→ **Objectif de l'exercice**:
Renvoyez à l'identique l'extrait du texte sur le désir d'enfant qui s'ouvre sur les mots contenant « Jusqu’où ira-t-on au » et se clôt sur « inévitablement, la castration ? ».

→ **Document source**:
★ ★ ★ ★ ★

Jusqu’où ira-t-on au nom de ce droit à l’enfant ? De quel droit une femme pourrait faire un enfant sans passer par la rencontre amoureuse et la rencontre sexuelle qui supposent, inévitablement, la castration ?

 

Des femmes veulent avoir un enfant non pas parce qu’elles sont en couple et amoureuses, non pas pour fonder une famille, non pas pour prendre soin d’un être nouveau à venir au monde, non pas parce qu’elles sont capables et suffisamment responsables pour éduquer et veiller sur leur enfant pendant au moins 25 ans, ce que toute femme qui désire un enfant devrait avoir à l’esprit. Non, elles veulent, et seule la psychanalyse nous enseigne de quoi il retourne, un substitut phallique pour leur jouissance. Ces femmes, à l’évidence, ne sont pas encore femme dans leur existence et encore moins sujet. Le rapport au phallus, soit le rapport au manque et à la jouissance, c’est cela qui viendra se dévoiler au cours d’une cure psychanalytique, laquelle leur permettra de rencontrer leur castration. Cette rencontre prend un certain temps, nécessaire, qui ne case pas avec l’urgence d’avoir un enfant. Mais cette rencontre est fondamentale pour que l’être puisse s’engager sur une voie désirante. Une voie désirante et « vouloir un enfant à tout prix » sont incompatibles. Je suis souvent (faussement) surprise dans ma clinique d’entendre ces femmes, plus ou moins jeunes, désirer un enfant sans même être en couple. Je fais alors l’ignorante auprès d’elles et je leur demande : un enfant de qui ? Cela, pour leur signaler « chaque chose en son temps ». D’abord la rencontre avec un homme, avec lequel elles seront prêtes à vivre au moins quelques décennies, et ensuite le projet d’enfant. Sinon, il ne s’agit pas d’un désir d’enfant mais d’une envie d’objet phallique, objet fétiche, bref, le Penisneid freudien. Et cela se règle sur le divan, nulle part ailleurs. Car lorsque la médecine cède à ce caprice, c’est de la haine à l’état pur qu’elle sert. La haine de mettre un enfant au monde sans même se poser la question du père, ou d’une famille, ou de l’amour nécessaire pour accueillir et faire grandir un enfant. L’amour vorace de ces femmes, seules, qui s’arrangent pour avoir un enfant à tout prix, n’est pas de l’amour. L’amour suppose la castration. Quelle mouche a donc piqué la médecine de nos jours ? Les médecins ont-ils à ce point besoin d’amour pour répondre ainsi aux demandes des patientes ? Ou bien, est-ce simplement une logique financière, de marché, la PMA étant un filon probablement juteux ? Peu importe la raison, de toute évidence, la castration n’est pas au rendez-vous et quand elle n’est pas au rendez-vous, le résultat est désastreux, toujours.

★ ★ ★ ★ ★

→ **Données sources**:
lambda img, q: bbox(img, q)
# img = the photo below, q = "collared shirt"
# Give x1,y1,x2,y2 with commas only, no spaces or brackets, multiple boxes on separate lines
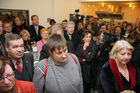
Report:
12,59,23,69
34,26,39,35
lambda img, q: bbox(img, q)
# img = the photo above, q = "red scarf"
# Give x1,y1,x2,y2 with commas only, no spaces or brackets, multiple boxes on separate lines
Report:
109,59,136,92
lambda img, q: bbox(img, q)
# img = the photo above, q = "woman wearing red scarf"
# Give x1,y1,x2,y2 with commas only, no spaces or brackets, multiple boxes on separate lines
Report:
100,40,140,93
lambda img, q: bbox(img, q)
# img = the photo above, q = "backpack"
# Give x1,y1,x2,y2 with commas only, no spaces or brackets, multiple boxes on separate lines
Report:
44,53,77,78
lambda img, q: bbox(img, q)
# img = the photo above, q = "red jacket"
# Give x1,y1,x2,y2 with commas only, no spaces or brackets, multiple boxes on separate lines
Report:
15,79,36,93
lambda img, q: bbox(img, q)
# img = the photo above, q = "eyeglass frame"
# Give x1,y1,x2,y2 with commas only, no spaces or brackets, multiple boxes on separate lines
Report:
0,72,15,83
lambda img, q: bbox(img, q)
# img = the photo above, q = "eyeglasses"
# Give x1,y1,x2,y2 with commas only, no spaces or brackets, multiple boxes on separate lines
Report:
0,73,15,83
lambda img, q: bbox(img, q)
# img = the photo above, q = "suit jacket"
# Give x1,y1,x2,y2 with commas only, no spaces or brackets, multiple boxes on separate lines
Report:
15,53,34,81
29,25,44,42
15,79,36,93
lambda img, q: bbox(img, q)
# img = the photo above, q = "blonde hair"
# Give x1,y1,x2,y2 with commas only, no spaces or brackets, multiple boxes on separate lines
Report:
40,28,50,34
20,29,31,40
110,40,134,59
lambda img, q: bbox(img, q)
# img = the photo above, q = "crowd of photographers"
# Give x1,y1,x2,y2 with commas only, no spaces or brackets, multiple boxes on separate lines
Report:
0,15,140,93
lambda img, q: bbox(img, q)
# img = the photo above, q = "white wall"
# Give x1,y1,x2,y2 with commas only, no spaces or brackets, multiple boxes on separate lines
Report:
0,0,78,27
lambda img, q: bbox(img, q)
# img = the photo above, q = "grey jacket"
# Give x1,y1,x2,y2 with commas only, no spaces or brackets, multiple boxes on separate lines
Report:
33,54,83,93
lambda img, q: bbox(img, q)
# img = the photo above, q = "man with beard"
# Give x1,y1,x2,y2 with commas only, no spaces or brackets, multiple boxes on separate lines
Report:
5,34,34,81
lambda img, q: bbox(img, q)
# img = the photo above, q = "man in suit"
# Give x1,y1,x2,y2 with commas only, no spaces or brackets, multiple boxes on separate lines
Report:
29,15,44,41
64,21,81,49
12,16,28,34
5,34,34,81
92,17,103,36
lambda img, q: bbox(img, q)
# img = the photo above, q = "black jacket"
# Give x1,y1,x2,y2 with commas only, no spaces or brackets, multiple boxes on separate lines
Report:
29,25,44,42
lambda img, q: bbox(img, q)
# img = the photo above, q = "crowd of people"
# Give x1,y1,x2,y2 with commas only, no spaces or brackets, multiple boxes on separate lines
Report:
0,15,140,93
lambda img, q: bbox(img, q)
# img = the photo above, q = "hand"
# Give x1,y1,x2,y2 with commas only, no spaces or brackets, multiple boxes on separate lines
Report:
120,90,136,93
83,42,89,50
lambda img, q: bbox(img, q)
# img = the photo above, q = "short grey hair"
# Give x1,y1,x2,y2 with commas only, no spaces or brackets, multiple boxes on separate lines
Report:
50,23,64,34
46,34,67,52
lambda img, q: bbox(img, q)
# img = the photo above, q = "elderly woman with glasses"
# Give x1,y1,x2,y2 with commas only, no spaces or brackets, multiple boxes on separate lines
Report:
100,40,140,93
0,56,36,93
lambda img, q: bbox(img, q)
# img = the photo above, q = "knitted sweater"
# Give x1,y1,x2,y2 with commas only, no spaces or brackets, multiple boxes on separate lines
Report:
33,55,83,93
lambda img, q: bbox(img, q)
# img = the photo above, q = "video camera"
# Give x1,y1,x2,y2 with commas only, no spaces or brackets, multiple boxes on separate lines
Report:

★ ★ ★ ★ ★

→ **Partie réponse**:
Jusqu’où ira-t-on au nom de ce droit à l’enfant ? De quel droit une femme pourrait faire un enfant sans passer par la rencontre amoureuse et la rencontre sexuelle qui supposent, inévitablement, la castration ?